Start of SUPPLIED TEXT

Fans remained hopeful that she would reclaim her spot on her beloved purple chair, even after it was confirmed that she would be absent for the remainder of the season. By the time Morrisey was appointed as Williams’ financial guardian in May 2022, the once larger-than-life personality who’d dominated radio and television for two decades was no more. Occasionally she’d be spotted shuffling around New York, often looking frail, vacant and vulnerable.
It was a couple of years before Williams would go viral again, but this time it was by design. The Where is Wendy Williams? documentary aired in February 2024, giving viewers an unfiltered glimpse into the struggles she’d been battling throughout the preceding few years. But rather than placate her fans, the documentary raised questions about the quality of care Williams was receiving from her conservator, leaving many concerned for her wellbeing. Speaking to The Breakfast Club yesterday, Wendy revealed that the documentary was Morrisey’s idea, stating, “She [Morrisey] was the one who wanted to do that.” 
Despite this, Morrisey filed a suit against A&E Networks days before the four-and-a-half-hour special was scheduled to air in hopes that she could block its release. According to A&E’s countersuit, “It was only when Morrissey realized that the documentary would question the quality of her own guardianship of [Williams] that Morrissey suddenly decided to try to ensure the documentary would never be released.”
It’s still too soon to predict whether or not the #FreeWendy campaign can gain the momentum needed to influence the terms of Williams’ guardianship. Now that the seeds have been planted, only time will tell if, and how, they’ll grow. In the meantime, many see her interview as a win for the seismic talent who grabbed the world’s attention with her eccentric brand of celebrity gossip. Fans are mourning Wendy Williams the onscreen personality and now, in real life, the fight for Williams the person seems to have just begun.

End of SUPPLIED TEXT
Start of AVAILABLE DATA

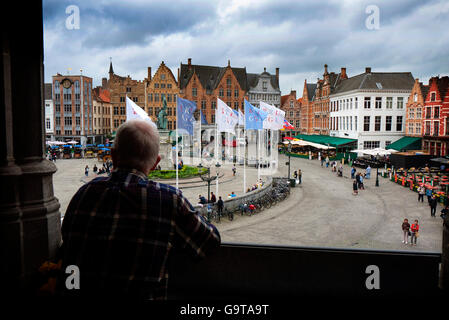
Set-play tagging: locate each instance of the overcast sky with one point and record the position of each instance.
(299, 37)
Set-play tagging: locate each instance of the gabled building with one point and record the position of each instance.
(306, 111)
(370, 107)
(292, 107)
(102, 114)
(436, 117)
(264, 87)
(120, 87)
(204, 84)
(162, 85)
(415, 110)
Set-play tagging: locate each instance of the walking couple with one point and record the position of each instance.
(410, 231)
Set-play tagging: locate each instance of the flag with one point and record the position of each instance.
(203, 118)
(254, 117)
(225, 117)
(287, 126)
(184, 115)
(133, 111)
(275, 118)
(241, 118)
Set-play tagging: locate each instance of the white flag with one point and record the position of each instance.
(225, 117)
(275, 118)
(133, 111)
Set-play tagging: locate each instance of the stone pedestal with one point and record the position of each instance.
(165, 150)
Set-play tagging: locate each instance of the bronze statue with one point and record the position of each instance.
(162, 116)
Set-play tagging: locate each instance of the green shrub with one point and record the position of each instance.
(185, 172)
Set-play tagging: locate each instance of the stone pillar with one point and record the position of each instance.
(444, 278)
(29, 212)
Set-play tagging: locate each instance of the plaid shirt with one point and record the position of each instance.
(120, 232)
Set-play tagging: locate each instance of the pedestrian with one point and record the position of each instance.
(415, 234)
(362, 187)
(429, 195)
(213, 198)
(368, 172)
(433, 206)
(421, 192)
(220, 205)
(353, 172)
(103, 234)
(355, 188)
(405, 231)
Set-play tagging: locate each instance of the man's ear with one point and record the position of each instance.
(156, 163)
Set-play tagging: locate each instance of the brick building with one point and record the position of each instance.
(102, 114)
(292, 107)
(204, 84)
(415, 110)
(436, 117)
(320, 106)
(306, 111)
(120, 87)
(162, 84)
(73, 113)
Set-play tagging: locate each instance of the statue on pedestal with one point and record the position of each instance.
(162, 116)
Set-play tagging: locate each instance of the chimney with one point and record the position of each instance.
(343, 73)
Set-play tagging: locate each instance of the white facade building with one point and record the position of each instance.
(370, 107)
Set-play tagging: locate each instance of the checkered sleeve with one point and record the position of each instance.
(192, 232)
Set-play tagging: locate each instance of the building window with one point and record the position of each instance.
(399, 123)
(371, 144)
(389, 103)
(400, 102)
(418, 128)
(367, 102)
(378, 103)
(388, 122)
(366, 123)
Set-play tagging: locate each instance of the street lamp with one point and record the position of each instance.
(377, 171)
(208, 179)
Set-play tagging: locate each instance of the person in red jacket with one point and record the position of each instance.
(414, 228)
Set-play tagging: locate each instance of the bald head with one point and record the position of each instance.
(136, 146)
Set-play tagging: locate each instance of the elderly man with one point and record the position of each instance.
(120, 231)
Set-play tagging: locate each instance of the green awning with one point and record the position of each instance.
(406, 143)
(322, 139)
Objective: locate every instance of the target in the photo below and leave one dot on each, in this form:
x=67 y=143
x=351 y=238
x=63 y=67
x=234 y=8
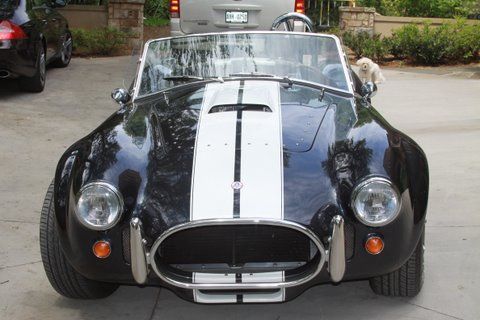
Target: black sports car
x=241 y=167
x=32 y=35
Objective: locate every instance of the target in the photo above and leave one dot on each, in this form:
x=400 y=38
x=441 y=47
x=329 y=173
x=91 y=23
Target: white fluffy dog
x=370 y=71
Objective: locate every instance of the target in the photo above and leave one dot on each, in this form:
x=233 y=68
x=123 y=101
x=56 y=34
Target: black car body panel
x=146 y=151
x=43 y=27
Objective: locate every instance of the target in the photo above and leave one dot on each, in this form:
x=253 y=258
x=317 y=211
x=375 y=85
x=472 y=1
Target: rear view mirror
x=369 y=90
x=59 y=3
x=120 y=95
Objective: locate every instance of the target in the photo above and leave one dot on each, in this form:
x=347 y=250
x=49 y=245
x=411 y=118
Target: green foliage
x=456 y=42
x=365 y=45
x=449 y=43
x=156 y=9
x=156 y=22
x=102 y=41
x=421 y=8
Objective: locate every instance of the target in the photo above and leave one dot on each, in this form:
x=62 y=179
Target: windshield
x=307 y=57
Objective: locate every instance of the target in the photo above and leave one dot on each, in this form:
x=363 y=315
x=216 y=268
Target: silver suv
x=200 y=16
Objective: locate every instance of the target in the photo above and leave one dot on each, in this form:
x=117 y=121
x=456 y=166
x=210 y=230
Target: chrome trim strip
x=230 y=286
x=138 y=252
x=341 y=52
x=336 y=251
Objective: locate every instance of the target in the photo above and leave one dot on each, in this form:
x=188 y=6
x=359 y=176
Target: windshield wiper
x=191 y=78
x=182 y=78
x=252 y=74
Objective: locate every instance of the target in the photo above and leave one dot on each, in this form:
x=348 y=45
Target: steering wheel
x=287 y=20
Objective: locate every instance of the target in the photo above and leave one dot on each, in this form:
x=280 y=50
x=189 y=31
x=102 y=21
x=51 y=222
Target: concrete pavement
x=442 y=113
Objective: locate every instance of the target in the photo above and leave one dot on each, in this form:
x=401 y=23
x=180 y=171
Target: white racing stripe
x=262 y=154
x=213 y=167
x=254 y=139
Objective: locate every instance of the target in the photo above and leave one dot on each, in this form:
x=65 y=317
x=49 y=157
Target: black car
x=32 y=35
x=242 y=167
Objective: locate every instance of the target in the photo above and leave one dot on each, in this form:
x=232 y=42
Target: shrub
x=449 y=43
x=364 y=45
x=156 y=9
x=102 y=41
x=421 y=8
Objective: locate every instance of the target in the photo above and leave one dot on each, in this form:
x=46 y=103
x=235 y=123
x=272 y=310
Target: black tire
x=406 y=281
x=37 y=82
x=65 y=52
x=63 y=278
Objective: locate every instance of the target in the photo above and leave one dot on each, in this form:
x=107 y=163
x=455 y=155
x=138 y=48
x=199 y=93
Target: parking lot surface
x=441 y=112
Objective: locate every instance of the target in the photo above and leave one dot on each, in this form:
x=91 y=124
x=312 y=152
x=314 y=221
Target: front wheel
x=63 y=278
x=407 y=281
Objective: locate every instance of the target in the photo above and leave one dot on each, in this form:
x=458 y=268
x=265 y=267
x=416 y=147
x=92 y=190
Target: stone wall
x=357 y=19
x=127 y=15
x=85 y=16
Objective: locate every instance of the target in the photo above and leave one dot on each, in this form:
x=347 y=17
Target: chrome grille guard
x=141 y=258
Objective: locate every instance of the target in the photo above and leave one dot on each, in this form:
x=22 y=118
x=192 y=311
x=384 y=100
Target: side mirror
x=120 y=95
x=368 y=90
x=59 y=3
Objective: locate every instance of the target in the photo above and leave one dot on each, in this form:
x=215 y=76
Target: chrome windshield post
x=336 y=250
x=139 y=255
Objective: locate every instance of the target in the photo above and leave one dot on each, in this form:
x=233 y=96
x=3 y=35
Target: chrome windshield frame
x=341 y=53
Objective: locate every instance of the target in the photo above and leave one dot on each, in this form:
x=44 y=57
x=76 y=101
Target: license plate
x=236 y=17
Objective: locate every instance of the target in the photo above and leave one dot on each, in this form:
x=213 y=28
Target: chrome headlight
x=376 y=202
x=99 y=205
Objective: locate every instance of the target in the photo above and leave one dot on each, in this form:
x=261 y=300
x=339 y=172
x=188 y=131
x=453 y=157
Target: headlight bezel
x=112 y=189
x=364 y=183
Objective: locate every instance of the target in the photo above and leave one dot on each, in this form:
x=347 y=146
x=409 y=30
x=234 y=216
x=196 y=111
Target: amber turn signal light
x=102 y=249
x=374 y=245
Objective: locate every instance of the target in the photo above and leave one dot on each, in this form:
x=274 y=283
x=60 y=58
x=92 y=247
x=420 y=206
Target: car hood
x=239 y=149
x=266 y=109
x=245 y=149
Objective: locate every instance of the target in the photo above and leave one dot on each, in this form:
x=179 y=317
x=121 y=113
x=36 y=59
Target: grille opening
x=237 y=249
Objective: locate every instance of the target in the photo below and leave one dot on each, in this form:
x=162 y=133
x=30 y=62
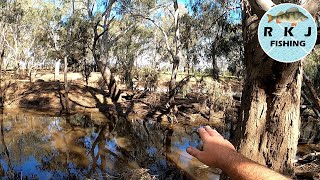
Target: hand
x=215 y=148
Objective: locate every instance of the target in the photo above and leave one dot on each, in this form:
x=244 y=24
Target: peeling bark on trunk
x=66 y=87
x=176 y=54
x=269 y=117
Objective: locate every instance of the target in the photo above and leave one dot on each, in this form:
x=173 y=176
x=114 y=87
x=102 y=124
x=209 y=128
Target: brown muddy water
x=82 y=147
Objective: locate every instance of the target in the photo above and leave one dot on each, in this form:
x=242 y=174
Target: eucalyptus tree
x=217 y=32
x=268 y=126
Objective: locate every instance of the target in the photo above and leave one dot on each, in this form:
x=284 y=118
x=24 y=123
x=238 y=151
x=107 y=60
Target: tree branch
x=313 y=93
x=160 y=28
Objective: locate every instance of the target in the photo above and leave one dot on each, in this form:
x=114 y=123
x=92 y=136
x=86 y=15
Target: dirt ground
x=46 y=95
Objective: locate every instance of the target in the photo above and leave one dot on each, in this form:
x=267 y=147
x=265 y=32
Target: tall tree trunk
x=176 y=54
x=269 y=117
x=174 y=72
x=66 y=87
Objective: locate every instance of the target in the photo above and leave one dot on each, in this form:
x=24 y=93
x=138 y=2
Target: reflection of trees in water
x=73 y=148
x=5 y=148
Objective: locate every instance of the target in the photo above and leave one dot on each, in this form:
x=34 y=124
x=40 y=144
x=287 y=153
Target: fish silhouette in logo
x=292 y=15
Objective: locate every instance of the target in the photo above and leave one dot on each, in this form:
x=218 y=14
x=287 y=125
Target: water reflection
x=40 y=147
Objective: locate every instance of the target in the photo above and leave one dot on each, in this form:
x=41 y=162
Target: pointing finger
x=204 y=134
x=194 y=152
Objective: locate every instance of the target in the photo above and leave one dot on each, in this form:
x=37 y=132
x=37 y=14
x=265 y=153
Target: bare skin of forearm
x=239 y=167
x=220 y=153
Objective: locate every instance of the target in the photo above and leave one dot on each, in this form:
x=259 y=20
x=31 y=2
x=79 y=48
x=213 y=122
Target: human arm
x=220 y=153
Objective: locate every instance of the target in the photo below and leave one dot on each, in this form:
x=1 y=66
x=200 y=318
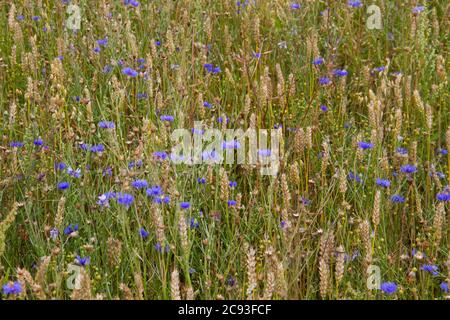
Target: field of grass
x=93 y=207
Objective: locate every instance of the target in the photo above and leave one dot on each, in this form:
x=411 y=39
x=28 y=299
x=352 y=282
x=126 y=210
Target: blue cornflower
x=383 y=183
x=408 y=168
x=12 y=288
x=143 y=233
x=264 y=153
x=102 y=42
x=71 y=229
x=418 y=9
x=207 y=104
x=365 y=145
x=318 y=61
x=125 y=199
x=388 y=287
x=154 y=191
x=431 y=268
x=97 y=148
x=16 y=144
x=129 y=72
x=167 y=118
x=396 y=198
x=38 y=142
x=63 y=185
x=185 y=205
x=106 y=124
x=340 y=72
x=355 y=3
x=83 y=261
x=443 y=196
x=139 y=184
x=231 y=203
x=324 y=80
x=160 y=155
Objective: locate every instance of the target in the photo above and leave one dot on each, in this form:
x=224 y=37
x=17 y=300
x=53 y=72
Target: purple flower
x=185 y=205
x=408 y=168
x=396 y=198
x=16 y=144
x=129 y=72
x=106 y=124
x=385 y=183
x=324 y=81
x=365 y=145
x=139 y=184
x=12 y=288
x=318 y=61
x=355 y=3
x=167 y=118
x=97 y=148
x=70 y=229
x=388 y=287
x=431 y=268
x=63 y=185
x=125 y=199
x=83 y=261
x=340 y=72
x=144 y=234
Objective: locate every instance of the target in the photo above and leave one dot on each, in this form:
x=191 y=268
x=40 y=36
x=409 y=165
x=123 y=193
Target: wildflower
x=83 y=261
x=264 y=152
x=443 y=196
x=161 y=155
x=431 y=268
x=385 y=183
x=106 y=124
x=318 y=61
x=70 y=229
x=38 y=142
x=129 y=72
x=231 y=203
x=408 y=168
x=97 y=148
x=207 y=105
x=340 y=72
x=74 y=173
x=167 y=118
x=125 y=199
x=355 y=3
x=102 y=42
x=396 y=198
x=418 y=9
x=144 y=234
x=12 y=288
x=154 y=191
x=16 y=144
x=324 y=81
x=139 y=184
x=185 y=205
x=63 y=185
x=388 y=287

End of AVAILABLE DATA

▶ [TASK GOAL]:
Reproduce the passage above on Wendy Williams and her guardianship, word for word and in full.

▶ [ANSWER FOR THE TASK]:
Fans remained hopeful that she would reclaim her spot on her beloved purple chair, even after it was confirmed that she would be absent for the remainder of the season. By the time Morrisey was appointed as Williams’ financial guardian in May 2022, the once larger-than-life personality who’d dominated radio and television for two decades was no more. Occasionally she’d be spotted shuffling around New York, often looking frail, vacant and vulnerable.
It was a couple of years before Williams would go viral again, but this time it was by design. The Where is Wendy Williams? documentary aired in February 2024, giving viewers an unfiltered glimpse into the struggles she’d been battling throughout the preceding few years. But rather than placate her fans, the documentary raised questions about the quality of care Williams was receiving from her conservator, leaving many concerned for her wellbeing. Speaking to The Breakfast Club yesterday, Wendy revealed that the documentary was Morrisey’s idea, stating, “She [Morrisey] was the one who wanted to do that.” 
Despite this, Morrisey filed a suit against A&E Networks days before the four-and-a-half-hour special was scheduled to air in hopes that she could block its release. According to A&E’s countersuit, “It was only when Morrissey realized that the documentary would question the quality of her own guardianship of [Williams] that Morrissey suddenly decided to try to ensure the documentary would never be released.”
It’s still too soon to predict whether or not the #FreeWendy campaign can gain the momentum needed to influence the terms of Williams’ guardianship. Now that the seeds have been planted, only time will tell if, and how, they’ll grow. In the meantime, many see her interview as a win for the seismic talent who grabbed the world’s attention with her eccentric brand of celebrity gossip. Fans are mourning Wendy Williams the onscreen personality and now, in real life, the fight for Williams the person seems to have just begun.